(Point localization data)
>>>

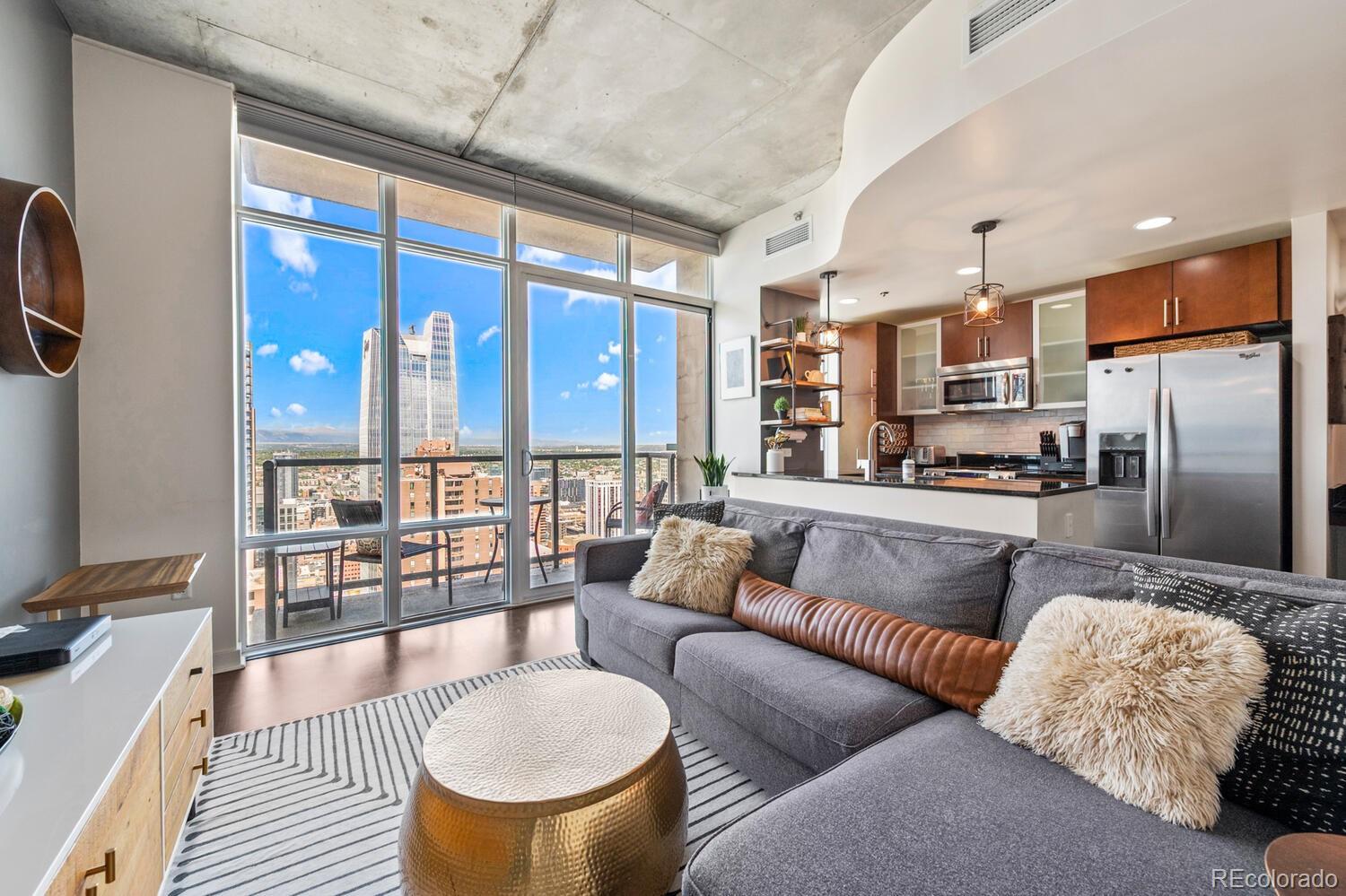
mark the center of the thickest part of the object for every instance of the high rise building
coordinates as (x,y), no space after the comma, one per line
(427,387)
(600,495)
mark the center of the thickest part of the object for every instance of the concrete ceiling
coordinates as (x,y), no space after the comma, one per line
(707,112)
(1224,113)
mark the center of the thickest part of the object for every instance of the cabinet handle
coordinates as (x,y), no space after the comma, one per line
(108,869)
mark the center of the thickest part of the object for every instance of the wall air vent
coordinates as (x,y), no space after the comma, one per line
(796,234)
(996,19)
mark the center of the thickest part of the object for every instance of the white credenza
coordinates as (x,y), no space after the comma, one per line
(105,764)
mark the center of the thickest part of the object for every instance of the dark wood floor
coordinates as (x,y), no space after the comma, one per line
(287,686)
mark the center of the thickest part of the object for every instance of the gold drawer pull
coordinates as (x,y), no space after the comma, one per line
(108,869)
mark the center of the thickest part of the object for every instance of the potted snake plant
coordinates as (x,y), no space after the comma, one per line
(713,470)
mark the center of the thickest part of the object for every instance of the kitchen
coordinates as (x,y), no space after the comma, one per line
(1146,412)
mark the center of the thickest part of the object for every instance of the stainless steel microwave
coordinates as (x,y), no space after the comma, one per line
(987,385)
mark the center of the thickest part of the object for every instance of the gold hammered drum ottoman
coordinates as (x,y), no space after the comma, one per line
(556,782)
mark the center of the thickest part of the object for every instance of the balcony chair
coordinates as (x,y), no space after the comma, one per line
(369,551)
(643,510)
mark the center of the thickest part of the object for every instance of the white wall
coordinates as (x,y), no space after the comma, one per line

<<<

#### WORK INSTRUCTION:
Word-for-word output of every record is needed, with images omitted.

#### RESULT OF THE TASK:
mark the center of the thickest part of the object for every instance of the high rise building
coordinates as (x,y), no space after the comma, one per line
(427,387)
(600,495)
mark the center of the thickest part of the object for every instance of the concrete ceiling
coordinates as (x,y), no space after the comma, one per line
(707,112)
(1224,113)
mark the center of the thickest part of the object for every instance of the cabinet handle
coordinates as (x,y), no space after the comma, one per line
(108,869)
mark the center of the thickest part of the object for every instance of the wall air vent
coordinates as (x,y), no space after the comma, one per line
(796,234)
(996,19)
mark the center of the thickest part of the object for every instance of the white credenza
coordinates as (x,y), no space after the comma, one per line
(105,764)
mark the center of the thickest part of the object for every instance of the dark wood floor
coordinates as (x,y), no space after the comma, one per line
(287,686)
mark the center of the thickest part of the object for every instance of the gold drawer pull
coordinates as (x,y), no space after the comma, one per line
(108,869)
mark the center of the thickest part of the object for every instance of the potted snake plant
coordinates as (x,y), no space after the comma, one per line
(713,470)
mark the center of the thickest part of the object for every instance of the kitchen
coordinates as (x,y), no space after the comma, one per line
(1146,412)
mark the center of the thickest part of the object for every instance of the stainless steel microwave
coordinates as (x,y), no space after the comma, one per line
(987,385)
mark the center of the thickest part of the object for every instance of the gold hammered drum ottoman
coordinates as (x,y), no space after the comma, one per line
(556,782)
mark the center of the thickest part of the object for every instance of the balcony chair
coordinates as (x,y), no space after the comma, one per line
(369,551)
(643,510)
mark the center of the thickest part of the object for every instance of the white wall
coordinates as (x,y), no space after the comma, one per line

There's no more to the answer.